#### Direction
Count the lines in the rows below that contain the word "white", and give only that number.

•••

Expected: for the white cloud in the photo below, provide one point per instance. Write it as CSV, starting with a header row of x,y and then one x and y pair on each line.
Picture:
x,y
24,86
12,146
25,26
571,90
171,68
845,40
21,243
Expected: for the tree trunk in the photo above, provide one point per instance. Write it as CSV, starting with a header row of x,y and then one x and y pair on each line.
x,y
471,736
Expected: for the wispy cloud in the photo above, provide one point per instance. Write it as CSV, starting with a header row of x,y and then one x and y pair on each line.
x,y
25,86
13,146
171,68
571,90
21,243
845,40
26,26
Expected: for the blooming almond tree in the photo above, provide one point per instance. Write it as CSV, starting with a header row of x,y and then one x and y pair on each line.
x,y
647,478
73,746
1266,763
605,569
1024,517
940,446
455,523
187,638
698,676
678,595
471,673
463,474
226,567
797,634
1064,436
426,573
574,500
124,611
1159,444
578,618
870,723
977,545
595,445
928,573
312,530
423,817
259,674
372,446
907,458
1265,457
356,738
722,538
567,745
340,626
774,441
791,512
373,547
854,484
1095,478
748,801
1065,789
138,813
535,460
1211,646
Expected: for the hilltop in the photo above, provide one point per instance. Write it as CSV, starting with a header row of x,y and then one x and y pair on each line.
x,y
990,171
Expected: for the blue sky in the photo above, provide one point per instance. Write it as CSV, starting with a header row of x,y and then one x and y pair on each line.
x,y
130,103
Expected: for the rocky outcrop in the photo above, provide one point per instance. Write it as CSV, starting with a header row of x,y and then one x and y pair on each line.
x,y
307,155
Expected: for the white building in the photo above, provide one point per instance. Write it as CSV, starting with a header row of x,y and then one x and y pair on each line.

•••

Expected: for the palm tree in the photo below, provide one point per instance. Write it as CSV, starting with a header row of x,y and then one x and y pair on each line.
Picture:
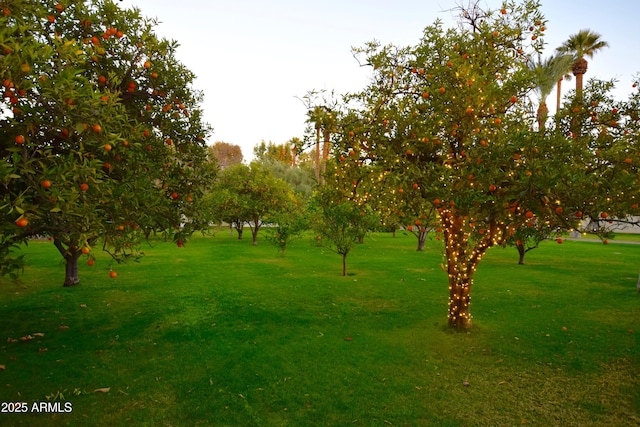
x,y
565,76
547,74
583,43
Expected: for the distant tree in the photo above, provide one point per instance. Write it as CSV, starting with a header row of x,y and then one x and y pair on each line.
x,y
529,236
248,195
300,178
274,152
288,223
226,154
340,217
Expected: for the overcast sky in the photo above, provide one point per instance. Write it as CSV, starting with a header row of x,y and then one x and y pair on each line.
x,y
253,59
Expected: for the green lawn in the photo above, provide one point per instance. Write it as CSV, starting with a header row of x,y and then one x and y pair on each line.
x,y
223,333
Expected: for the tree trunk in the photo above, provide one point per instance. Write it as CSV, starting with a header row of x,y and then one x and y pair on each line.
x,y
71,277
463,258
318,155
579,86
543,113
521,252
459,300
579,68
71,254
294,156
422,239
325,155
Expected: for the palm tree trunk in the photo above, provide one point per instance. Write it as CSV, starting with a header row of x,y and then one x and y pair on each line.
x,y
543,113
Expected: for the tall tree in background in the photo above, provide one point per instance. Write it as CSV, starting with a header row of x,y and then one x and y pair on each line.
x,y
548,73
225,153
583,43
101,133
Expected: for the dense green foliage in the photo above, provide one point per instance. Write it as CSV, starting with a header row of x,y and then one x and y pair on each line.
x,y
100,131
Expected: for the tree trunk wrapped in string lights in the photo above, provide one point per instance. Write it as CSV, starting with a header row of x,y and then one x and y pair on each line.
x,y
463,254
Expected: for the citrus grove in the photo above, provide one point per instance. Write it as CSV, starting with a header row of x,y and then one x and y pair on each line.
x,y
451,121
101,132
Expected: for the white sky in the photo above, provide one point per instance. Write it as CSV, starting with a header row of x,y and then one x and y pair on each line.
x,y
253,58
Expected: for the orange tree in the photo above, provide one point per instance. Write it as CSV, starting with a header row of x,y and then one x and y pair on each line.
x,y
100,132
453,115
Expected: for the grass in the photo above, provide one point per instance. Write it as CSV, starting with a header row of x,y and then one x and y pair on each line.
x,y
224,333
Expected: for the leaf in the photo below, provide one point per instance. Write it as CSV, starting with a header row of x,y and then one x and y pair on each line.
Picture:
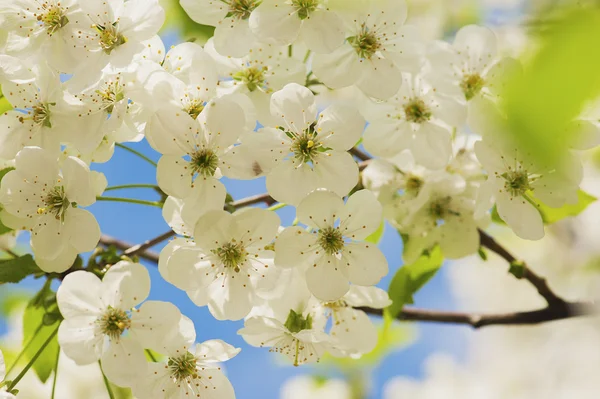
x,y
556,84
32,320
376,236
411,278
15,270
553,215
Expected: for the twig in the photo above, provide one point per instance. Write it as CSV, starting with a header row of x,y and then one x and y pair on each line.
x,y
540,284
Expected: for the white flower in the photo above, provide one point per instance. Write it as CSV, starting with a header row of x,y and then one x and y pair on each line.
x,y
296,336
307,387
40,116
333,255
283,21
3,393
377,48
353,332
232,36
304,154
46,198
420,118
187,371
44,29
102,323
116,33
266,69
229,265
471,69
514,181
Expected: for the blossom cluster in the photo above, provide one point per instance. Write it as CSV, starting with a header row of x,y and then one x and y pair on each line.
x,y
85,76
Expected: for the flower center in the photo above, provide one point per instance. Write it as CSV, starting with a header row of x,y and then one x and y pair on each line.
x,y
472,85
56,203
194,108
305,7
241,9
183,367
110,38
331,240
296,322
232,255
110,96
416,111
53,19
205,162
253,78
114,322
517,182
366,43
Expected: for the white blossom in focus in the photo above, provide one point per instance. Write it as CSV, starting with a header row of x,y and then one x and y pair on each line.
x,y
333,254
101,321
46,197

•••

#### Response
5